■ **Ações necessárias**:
a - Reescreva em forma de lista o parágrafo do texto sobre a sucessão de Nelson Vaz Moreira que começa com "Inicialmente previsto para durar dois anos", mantendo os fatos principais.
b - Transcreva do texto sobre a sucessão de Nelson Vaz Moreira o trecho que se inicia nas palavras "Inicialmente previsto para" e vai até "mais um ano.".
c - Resuma em duas frases o texto sobre a sucessão de Nelson Vaz Moreira.

Inicialmente previsto para durar dois anos, como era norma no clube desde 1919, o mandato de Nelson Vaz Moreira foi estendido para três após reforma estatutária que, entretanto, tirou-lhe o direito à reeleição no período imediato. O Conselho Deliberativo deixou a inteiro critério do presidente prolongar ou não a sua administração, que terminaria em fevereiro de 1965. Após hesitar um pouco, Nelson acabou aceitando permanecer à frente do clube por mais um ano.
No início de 1965 já se tratava informalmente do sucessor de Nelson, que seria o diretor da CBD, Luiz Murgel. Mas o convite oficial ao antigo representante do Fluminense na Federação Carioca só seria efetuado em 22 de junho, quando, como era tradição no clube, um grupo de ex-presidentes, conselheiros e beneméritos se dirigiu à noite à residência do cardiologista para oficializar o convite. Murgel seria candidato único, pois os outros dois nomes que foram cogitados além do seu para a sucessão de Nelson, o do desembargador Elmano Cruz e o do ex-presidente Jorge Frias de Paula, não vingaram, visto que, mais de dois terços dos conselheiros já haviam se comprometido a apoiar o ex-tenista.
Além dos tradicionais “formação de uma grande equipe”, “apoio aos esportes amadores” e “estímulo às atividades sociais”, promessas padrão de toda campanha política no Fluminense, formuladas para agradar as três esferas do clube, Murgel foi bastante conservador em suas propostas de governo – como é o usual quando há um só candidato -, citando apenas, como metas de sua futura administração, a criação de um departamento de novos para testar jogadores em experiência, a adoção de preços diferenciados de ingressos de acordo com a importância da partida, a mudança da concentração dos jogadores de velhos casarões, como era até então, para hotéis de luxo e a manutenção do treinador Tim. Meses antes de eleito Murgel já tinha toda a sua diretoria constituída, figurando nela três futuros presidentes do clube: Gil Carneiro de Mendonça como vice de esportes amadores, Francisco Laport como vice médico e Sylvio Vasconcellos como vice de patrimônio. Este último, de forma oficiosa, pois como deferência especial, Affonso de Castro seguia como titular da pasta, embora seu estado de saúde na época o impedisse de frequentar o clube. O futebol por sua vez foi entregue mais uma vez à Dílson Guedes, que mesmo antes da posse começou a participar das reuniões do departamento, a fim de quando assumisse de fato, seu trabalho não sofresse solução de continuidade.

[Itens armazenados]
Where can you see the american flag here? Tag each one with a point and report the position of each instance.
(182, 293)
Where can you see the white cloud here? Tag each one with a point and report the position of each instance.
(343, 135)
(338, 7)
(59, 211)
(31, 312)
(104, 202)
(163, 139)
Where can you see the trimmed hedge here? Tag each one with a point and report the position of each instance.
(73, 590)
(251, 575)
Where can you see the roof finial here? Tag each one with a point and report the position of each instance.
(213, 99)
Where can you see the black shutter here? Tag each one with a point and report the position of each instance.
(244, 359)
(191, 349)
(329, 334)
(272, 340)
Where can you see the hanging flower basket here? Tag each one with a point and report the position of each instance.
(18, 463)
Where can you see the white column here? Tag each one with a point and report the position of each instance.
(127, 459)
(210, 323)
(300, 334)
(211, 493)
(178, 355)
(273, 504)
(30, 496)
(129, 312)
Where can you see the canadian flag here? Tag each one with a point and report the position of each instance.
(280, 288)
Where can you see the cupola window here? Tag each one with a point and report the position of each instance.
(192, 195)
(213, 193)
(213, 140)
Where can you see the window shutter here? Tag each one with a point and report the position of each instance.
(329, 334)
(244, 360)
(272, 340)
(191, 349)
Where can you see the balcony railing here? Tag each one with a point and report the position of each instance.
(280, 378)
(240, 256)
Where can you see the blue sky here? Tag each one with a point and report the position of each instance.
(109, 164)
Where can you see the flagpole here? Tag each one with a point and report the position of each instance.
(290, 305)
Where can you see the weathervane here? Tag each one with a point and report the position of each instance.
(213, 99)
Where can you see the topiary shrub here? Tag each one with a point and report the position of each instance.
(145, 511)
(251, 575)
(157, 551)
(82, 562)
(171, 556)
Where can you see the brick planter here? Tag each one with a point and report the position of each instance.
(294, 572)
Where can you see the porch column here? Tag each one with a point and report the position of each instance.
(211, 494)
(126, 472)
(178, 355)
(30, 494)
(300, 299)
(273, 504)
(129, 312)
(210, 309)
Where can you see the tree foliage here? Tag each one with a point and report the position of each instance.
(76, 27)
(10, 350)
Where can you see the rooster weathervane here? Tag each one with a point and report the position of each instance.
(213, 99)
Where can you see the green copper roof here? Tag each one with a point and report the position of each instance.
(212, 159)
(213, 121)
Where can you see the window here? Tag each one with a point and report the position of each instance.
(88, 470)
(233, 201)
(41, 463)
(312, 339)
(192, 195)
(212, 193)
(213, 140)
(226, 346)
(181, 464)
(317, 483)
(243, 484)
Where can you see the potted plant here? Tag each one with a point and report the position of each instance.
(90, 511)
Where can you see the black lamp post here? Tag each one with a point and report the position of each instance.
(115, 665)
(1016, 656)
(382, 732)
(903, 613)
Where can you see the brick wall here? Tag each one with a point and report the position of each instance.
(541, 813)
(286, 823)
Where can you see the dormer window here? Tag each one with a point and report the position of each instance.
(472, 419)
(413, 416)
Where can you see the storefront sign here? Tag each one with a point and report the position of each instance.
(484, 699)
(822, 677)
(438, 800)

■ **Respostas do exercício**:
a -
- O mandato de Nelson Vaz Moreira estava previsto para durar dois anos, como era norma no clube desde 1919.
- Uma reforma estatutária estendeu o mandato para três anos, mas tirou-lhe o direito à reeleição no período imediato.
- O Conselho Deliberativo deixou a critério do presidente prolongar ou não a administração, que terminaria em fevereiro de 1965.
- Depois de hesitar um pouco, Nelson aceitou ficar à frente do clube por mais um ano.

b -
Inicialmente previsto para durar dois anos, como era norma no clube desde 1919, o mandato de Nelson Vaz Moreira foi estendido para três após reforma estatutária que, entretanto, tirou-lhe o direito à reeleição no período imediato. O Conselho Deliberativo deixou a inteiro critério do presidente prolongar ou não a sua administração, que terminaria em fevereiro de 1965. Após hesitar um pouco, Nelson acabou aceitando permanecer à frente do clube por mais um ano.

c - No início de 1965 já se tratava informalmente de Luiz Murgel como sucessor de Nelson Vaz Moreira, e ele seria candidato único porque mais de dois terços dos conselheiros já haviam se comprometido a apoiá-lo. Murgel foi conservador em suas propostas e, meses antes de eleito, já tinha toda a sua diretoria constituída, com o futebol entregue mais uma vez a Dílson Guedes.